- _Task requirements_:
Copy these lines without any change, starting at the line containing "One point goes on every instance of the golden" and ending at the line containing "x=515 y=106".

____

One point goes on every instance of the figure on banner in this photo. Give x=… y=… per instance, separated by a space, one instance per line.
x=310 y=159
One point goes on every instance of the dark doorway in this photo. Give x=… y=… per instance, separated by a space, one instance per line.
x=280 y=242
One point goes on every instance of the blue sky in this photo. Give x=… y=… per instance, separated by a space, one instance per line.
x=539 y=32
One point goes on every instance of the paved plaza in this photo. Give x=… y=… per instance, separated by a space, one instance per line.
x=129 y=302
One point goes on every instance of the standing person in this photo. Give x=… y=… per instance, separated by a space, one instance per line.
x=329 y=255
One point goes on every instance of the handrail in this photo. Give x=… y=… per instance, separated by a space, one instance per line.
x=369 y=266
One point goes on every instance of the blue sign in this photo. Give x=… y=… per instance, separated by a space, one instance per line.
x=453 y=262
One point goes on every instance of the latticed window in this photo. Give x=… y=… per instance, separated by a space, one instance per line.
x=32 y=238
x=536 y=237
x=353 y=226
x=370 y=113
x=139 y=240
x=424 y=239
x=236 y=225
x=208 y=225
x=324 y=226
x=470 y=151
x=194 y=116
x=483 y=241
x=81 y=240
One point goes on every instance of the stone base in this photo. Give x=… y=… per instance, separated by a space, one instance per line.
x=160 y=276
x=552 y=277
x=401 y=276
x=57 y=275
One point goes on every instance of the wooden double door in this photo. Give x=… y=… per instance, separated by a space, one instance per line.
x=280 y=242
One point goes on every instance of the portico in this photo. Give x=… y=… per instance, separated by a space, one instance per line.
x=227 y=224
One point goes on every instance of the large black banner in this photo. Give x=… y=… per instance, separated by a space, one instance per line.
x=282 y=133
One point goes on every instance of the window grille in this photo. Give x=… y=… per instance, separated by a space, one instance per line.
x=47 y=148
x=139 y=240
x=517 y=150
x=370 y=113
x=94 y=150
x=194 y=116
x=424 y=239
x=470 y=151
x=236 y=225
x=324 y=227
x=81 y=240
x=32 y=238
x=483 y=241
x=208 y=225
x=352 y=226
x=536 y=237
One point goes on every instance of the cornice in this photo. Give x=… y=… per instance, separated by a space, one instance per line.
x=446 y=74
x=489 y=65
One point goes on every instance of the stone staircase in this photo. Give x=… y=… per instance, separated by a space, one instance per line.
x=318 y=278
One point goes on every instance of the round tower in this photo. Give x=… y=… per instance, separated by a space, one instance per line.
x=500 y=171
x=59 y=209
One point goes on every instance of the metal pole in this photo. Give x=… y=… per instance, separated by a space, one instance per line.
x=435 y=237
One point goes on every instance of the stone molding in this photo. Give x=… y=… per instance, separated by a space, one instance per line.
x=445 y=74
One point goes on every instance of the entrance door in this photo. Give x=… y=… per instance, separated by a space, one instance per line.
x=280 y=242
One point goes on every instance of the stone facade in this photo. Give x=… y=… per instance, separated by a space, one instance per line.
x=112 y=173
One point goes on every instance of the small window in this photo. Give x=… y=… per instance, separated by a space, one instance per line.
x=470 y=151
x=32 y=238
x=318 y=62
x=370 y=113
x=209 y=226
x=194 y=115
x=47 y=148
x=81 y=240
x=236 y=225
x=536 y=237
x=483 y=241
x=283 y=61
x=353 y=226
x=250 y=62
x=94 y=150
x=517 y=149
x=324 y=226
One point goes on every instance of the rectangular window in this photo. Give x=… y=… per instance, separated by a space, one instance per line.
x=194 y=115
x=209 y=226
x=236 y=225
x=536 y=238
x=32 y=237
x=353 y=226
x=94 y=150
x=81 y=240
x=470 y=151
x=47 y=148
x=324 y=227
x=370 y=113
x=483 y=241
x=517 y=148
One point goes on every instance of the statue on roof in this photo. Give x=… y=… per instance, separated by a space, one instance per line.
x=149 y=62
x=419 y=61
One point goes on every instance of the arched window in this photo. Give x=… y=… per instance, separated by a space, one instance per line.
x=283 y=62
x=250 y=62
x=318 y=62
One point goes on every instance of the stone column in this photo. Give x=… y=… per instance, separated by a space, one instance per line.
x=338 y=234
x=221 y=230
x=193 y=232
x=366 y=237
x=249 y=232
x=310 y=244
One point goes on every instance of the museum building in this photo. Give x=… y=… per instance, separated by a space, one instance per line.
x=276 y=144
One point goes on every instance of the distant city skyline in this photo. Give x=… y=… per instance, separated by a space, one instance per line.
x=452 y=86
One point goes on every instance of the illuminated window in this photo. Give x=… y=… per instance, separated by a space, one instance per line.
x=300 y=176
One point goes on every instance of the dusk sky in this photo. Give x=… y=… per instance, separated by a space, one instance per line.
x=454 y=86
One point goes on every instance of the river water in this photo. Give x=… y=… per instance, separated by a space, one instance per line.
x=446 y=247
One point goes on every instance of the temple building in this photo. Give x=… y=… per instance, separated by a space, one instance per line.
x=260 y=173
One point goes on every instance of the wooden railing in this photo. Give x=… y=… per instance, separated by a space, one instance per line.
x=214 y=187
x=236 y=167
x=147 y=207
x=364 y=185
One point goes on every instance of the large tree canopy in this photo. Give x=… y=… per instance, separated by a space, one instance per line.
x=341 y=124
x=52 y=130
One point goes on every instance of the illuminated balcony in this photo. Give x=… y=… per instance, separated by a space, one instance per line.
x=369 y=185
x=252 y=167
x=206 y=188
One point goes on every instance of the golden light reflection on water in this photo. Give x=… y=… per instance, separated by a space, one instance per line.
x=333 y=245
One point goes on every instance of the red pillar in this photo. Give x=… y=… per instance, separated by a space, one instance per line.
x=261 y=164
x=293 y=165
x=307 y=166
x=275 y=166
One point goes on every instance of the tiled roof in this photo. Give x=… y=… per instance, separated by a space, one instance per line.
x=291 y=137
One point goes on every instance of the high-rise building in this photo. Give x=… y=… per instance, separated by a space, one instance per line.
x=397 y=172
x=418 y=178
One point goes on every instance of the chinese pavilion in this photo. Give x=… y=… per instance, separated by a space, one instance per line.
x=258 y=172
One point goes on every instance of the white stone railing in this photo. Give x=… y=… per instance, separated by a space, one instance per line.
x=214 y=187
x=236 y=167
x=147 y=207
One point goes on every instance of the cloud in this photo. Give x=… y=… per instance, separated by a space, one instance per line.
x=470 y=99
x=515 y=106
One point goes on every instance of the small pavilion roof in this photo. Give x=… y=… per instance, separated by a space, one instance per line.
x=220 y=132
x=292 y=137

____

- _Exercise output_:
One point goes on every instance of the golden light reflection on water in this photo. Give x=… y=… per instance, separated by a space, one instance per line.
x=333 y=245
One point goes on every instance of the red pillar in this photo. Give x=… y=… per instance, separated by a space, one instance per line.
x=261 y=164
x=293 y=165
x=307 y=166
x=275 y=166
One point goes on every instance of the tiled roof in this photo. Give x=… y=… per instance, separated by a space, one instance per line.
x=291 y=137
One point goes on every instance of the high-rise building in this photo. Give x=… y=… per instance, separated by a space, one instance per line.
x=397 y=172
x=418 y=178
One point goes on every instance of the chinese pavilion in this photo. Give x=… y=… per instance, separated by a space, one instance per line.
x=258 y=172
One point goes on every instance of the white stone railing in this photo. Give x=… y=… per instance, separated by a space, one instance per line.
x=214 y=187
x=236 y=167
x=147 y=207
One point goes on every instance of the cloud in this photo. Give x=… y=… per instance, separated by a space, one instance per line.
x=470 y=99
x=515 y=106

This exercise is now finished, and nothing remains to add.